WORK TASK: Reproduce every record below exactly, with the pictures left out.
─── DATA EXTRACT
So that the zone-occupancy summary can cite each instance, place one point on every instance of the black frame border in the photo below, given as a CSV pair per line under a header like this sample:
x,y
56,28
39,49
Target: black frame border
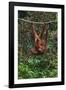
x,y
11,44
──────
ANSWER TO THE EXERCISE:
So that the zone-occupancy summary can cite each instance, place one point on every instance of the black frame border in the photo below, given as a CSV pair per line under a header like this sample:
x,y
56,28
39,49
Target: black frame border
x,y
11,44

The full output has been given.